Written task 1 – Reproduce the investor sentiment article in full, word for word.

++++ Passage to read

Pessimism Falls to Lowest Level since January 2012


Pessimism among individual investors fell to its lowest level since January 2012, according to the latest AAII Sentiment Survey. Optimism, meanwhile, surged higher for the second consecutive week.

Bullish sentiment, expectations that stock prices will rise over the next six months, rose 6.9 percentage points to 48.9%. This is the highest level of optimism registered by our survey since May 23, 2013. The historical average is 39.0%.

Neutral sentiment, expectations that stock prices will stay essentially unchanged, declined 1.4 percentage points to 32.8%. This is the seventh consecutive week and the 13th in the past 16 weeks that neutral sentiment is above its historical average of 30.5%.

Bearish sentiment, expectations that stock prices will fall over the next six months, fell 5.5 percentage points to 18.3%. This is the lowest level of pessimism since January 12, 2012. The historical average is 30.5%.

During the past two weeks, bullish sentiment has risen by a cumulative 18.6 percentage points and bearish sentiment has fallen by a cumulative 16.9 percentage points. At current levels, optimism is at the high end of its typical range (+1 standard deviation is a reading at or above 49.3%). Bearish sentiment is just shy of being at extraordinarily low levels (-2 standard deviations is a reading at or below 17.8%).

Since March, there have been sizeable swings in the sentiment pendulum, both to the bullish and the bearish sides. The recent optimistic stance comes as stocks have rebounded off of their June lows and are approaching record highs. Some AAII members are encouraged by signs of continued economic growth and the length of the current rally. Others, however, are concerned about prevailing valuations, the slow pace of economic growth, interest rate uncertainty and a lack of progress on key issues by Washington politicians.

++++++++

Written task 2 – Express everything in the dataset entries from the line containing "Indicate a point per instance of the hanging" down to the final line of those entries as a Markdown table with the columns Num and Content, giving each line a row number and skipping blank lines. Omit the pictures from the table.

++++ Excerpted data

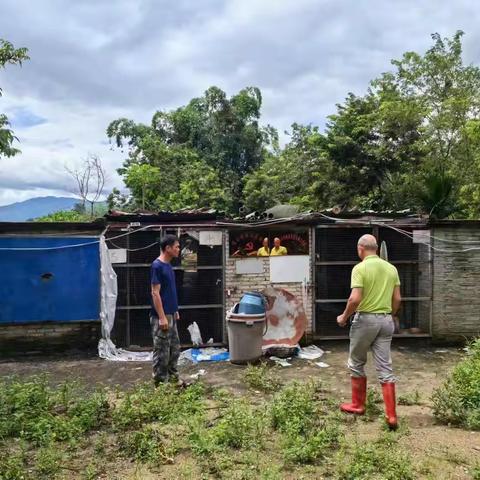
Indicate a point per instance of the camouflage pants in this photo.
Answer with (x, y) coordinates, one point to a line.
(166, 350)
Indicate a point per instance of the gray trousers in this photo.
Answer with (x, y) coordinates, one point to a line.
(166, 350)
(371, 331)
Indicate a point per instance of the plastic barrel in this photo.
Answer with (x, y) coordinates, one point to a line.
(252, 303)
(245, 334)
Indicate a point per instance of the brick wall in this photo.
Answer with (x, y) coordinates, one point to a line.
(48, 337)
(239, 284)
(456, 280)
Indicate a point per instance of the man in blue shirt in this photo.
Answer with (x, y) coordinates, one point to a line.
(164, 313)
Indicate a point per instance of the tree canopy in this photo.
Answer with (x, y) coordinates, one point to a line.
(411, 141)
(9, 55)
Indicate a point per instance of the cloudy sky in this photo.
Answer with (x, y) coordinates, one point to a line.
(93, 61)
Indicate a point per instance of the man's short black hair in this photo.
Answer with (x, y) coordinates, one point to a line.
(168, 241)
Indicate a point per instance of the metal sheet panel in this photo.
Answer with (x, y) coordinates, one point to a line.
(58, 285)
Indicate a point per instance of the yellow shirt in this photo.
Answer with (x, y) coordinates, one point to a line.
(278, 251)
(377, 279)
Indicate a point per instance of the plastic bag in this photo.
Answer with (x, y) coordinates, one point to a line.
(195, 334)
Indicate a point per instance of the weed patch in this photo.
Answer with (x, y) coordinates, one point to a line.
(261, 378)
(409, 399)
(381, 459)
(457, 401)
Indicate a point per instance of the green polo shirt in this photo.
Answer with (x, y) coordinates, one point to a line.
(377, 279)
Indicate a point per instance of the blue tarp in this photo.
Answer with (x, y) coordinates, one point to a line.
(58, 285)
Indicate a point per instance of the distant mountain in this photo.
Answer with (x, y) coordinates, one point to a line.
(35, 207)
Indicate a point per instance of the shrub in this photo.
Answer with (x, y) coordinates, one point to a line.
(164, 404)
(457, 401)
(261, 378)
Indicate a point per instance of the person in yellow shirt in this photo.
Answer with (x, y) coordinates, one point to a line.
(265, 250)
(278, 249)
(375, 300)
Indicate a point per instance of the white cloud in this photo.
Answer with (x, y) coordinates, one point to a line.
(92, 62)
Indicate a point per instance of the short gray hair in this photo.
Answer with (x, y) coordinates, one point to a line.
(368, 241)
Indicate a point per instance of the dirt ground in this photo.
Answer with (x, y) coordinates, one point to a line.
(450, 452)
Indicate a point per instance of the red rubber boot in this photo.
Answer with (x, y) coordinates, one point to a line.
(359, 397)
(388, 390)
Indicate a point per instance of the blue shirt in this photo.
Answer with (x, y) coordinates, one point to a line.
(162, 274)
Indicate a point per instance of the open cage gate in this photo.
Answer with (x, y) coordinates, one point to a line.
(336, 254)
(199, 275)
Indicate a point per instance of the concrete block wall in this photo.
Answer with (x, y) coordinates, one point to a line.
(237, 285)
(456, 281)
(48, 337)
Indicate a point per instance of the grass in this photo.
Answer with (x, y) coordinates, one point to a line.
(410, 398)
(457, 401)
(261, 378)
(293, 431)
(382, 459)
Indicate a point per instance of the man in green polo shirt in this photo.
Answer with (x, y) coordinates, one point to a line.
(374, 299)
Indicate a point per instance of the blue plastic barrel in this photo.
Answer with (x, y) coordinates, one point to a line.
(252, 303)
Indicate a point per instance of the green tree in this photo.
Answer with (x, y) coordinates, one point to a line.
(221, 132)
(9, 55)
(410, 142)
(294, 175)
(64, 216)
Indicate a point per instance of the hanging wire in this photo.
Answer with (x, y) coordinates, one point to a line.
(401, 231)
(133, 249)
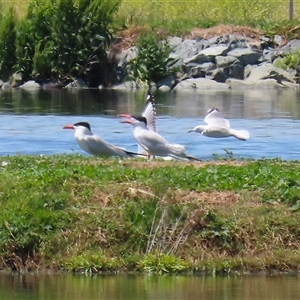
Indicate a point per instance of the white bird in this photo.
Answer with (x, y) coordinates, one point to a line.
(152, 142)
(219, 127)
(93, 144)
(149, 113)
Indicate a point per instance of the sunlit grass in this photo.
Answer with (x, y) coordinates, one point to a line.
(91, 215)
(180, 16)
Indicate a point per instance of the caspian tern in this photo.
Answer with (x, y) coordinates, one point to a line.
(149, 113)
(93, 144)
(219, 127)
(152, 142)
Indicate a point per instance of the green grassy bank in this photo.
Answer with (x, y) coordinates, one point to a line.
(85, 214)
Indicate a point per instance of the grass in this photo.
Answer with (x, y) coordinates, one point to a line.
(90, 215)
(179, 17)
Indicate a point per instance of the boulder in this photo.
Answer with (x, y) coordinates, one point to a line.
(269, 71)
(30, 85)
(200, 84)
(246, 55)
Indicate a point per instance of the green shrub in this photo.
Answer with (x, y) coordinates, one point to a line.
(7, 44)
(152, 62)
(64, 38)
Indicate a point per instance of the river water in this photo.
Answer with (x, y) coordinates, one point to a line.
(31, 121)
(148, 287)
(31, 124)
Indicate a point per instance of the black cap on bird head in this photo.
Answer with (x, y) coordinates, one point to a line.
(212, 109)
(141, 119)
(84, 124)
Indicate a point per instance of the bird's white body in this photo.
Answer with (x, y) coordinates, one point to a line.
(219, 127)
(154, 143)
(93, 144)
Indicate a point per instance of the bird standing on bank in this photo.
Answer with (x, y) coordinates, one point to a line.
(93, 144)
(219, 127)
(152, 142)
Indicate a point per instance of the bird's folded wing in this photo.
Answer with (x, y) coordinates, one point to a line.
(98, 146)
(215, 118)
(150, 113)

++++++++

Task answer 1 –
Pessimism Falls to Lowest Level since January 2012


Pessimism among individual investors fell to its lowest level since January 2012, according to the latest AAII Sentiment Survey. Optimism, meanwhile, surged higher for the second consecutive week.

Bullish sentiment, expectations that stock prices will rise over the next six months, rose 6.9 percentage points to 48.9%. This is the highest level of optimism registered by our survey since May 23, 2013. The historical average is 39.0%.

Neutral sentiment, expectations that stock prices will stay essentially unchanged, declined 1.4 percentage points to 32.8%. This is the seventh consecutive week and the 13th in the past 16 weeks that neutral sentiment is above its historical average of 30.5%.

Bearish sentiment, expectations that stock prices will fall over the next six months, fell 5.5 percentage points to 18.3%. This is the lowest level of pessimism since January 12, 2012. The historical average is 30.5%.

During the past two weeks, bullish sentiment has risen by a cumulative 18.6 percentage points and bearish sentiment has fallen by a cumulative 16.9 percentage points. At current levels, optimism is at the high end of its typical range (+1 standard deviation is a reading at or above 49.3%). Bearish sentiment is just shy of being at extraordinarily low levels (-2 standard deviations is a reading at or below 17.8%).

Since March, there have been sizeable swings in the sentiment pendulum, both to the bullish and the bearish sides. The recent optimistic stance comes as stocks have rebounded off of their June lows and are approaching record highs. Some AAII members are encouraged by signs of continued economic growth and the length of the current rally. Others, however, are concerned about prevailing valuations, the slow pace of economic growth, interest rate uncertainty and a lack of progress on key issues by Washington politicians.

Task answer 2 –
| Num | Content |
|---|---|
| 1 | Indicate a point per instance of the hanging wire in this photo. |
| 2 | Answer with (x, y) coordinates, one point to a line. |
| 3 | (401, 231) |
| 4 | (133, 249) |
| 5 | Indicate a point per instance of the white bird in this photo. |
| 6 | Answer with (x, y) coordinates, one point to a line. |
| 7 | (152, 142) |
| 8 | (219, 127) |
| 9 | (93, 144) |
| 10 | (149, 113) |
| 11 | Indicate a point per instance of the sunlit grass in this photo. |
| 12 | Answer with (x, y) coordinates, one point to a line. |
| 13 | (91, 215) |
| 14 | (180, 16) |
| 15 | Indicate a point per instance of the caspian tern in this photo. |
| 16 | Answer with (x, y) coordinates, one point to a line. |
| 17 | (149, 113) |
| 18 | (93, 144) |
| 19 | (219, 127) |
| 20 | (152, 142) |
| 21 | Indicate a point per instance of the green grassy bank in this photo. |
| 22 | Answer with (x, y) coordinates, one point to a line. |
| 23 | (85, 214) |
| 24 | Indicate a point per instance of the grass in this photo. |
| 25 | Answer with (x, y) coordinates, one point to a line. |
| 26 | (90, 215) |
| 27 | (179, 17) |
| 28 | Indicate a point per instance of the boulder in this photo. |
| 29 | Answer with (x, y) coordinates, one point to a line. |
| 30 | (269, 71) |
| 31 | (30, 85) |
| 32 | (200, 84) |
| 33 | (246, 55) |
| 34 | Indicate a point per instance of the green shrub in this photo. |
| 35 | Answer with (x, y) coordinates, one point to a line. |
| 36 | (7, 44) |
| 37 | (152, 62) |
| 38 | (64, 38) |
| 39 | Indicate a point per instance of the river water in this photo. |
| 40 | Answer with (x, y) coordinates, one point to a line. |
| 41 | (31, 121) |
| 42 | (148, 287) |
| 43 | (31, 124) |
| 44 | Indicate a point per instance of the black cap on bird head in this photo. |
| 45 | Answer with (x, y) coordinates, one point to a line. |
| 46 | (212, 109) |
| 47 | (141, 119) |
| 48 | (84, 124) |
| 49 | Indicate a point per instance of the bird's white body in this photo. |
| 50 | Answer with (x, y) coordinates, one point to a line. |
| 51 | (219, 127) |
| 52 | (154, 143) |
| 53 | (93, 144) |
| 54 | Indicate a point per instance of the bird standing on bank in this photo. |
| 55 | Answer with (x, y) coordinates, one point to a line. |
| 56 | (93, 144) |
| 57 | (219, 127) |
| 58 | (152, 142) |
| 59 | Indicate a point per instance of the bird's folded wing in this photo. |
| 60 | Answer with (x, y) coordinates, one point to a line. |
| 61 | (98, 146) |
| 62 | (215, 118) |
| 63 | (150, 113) |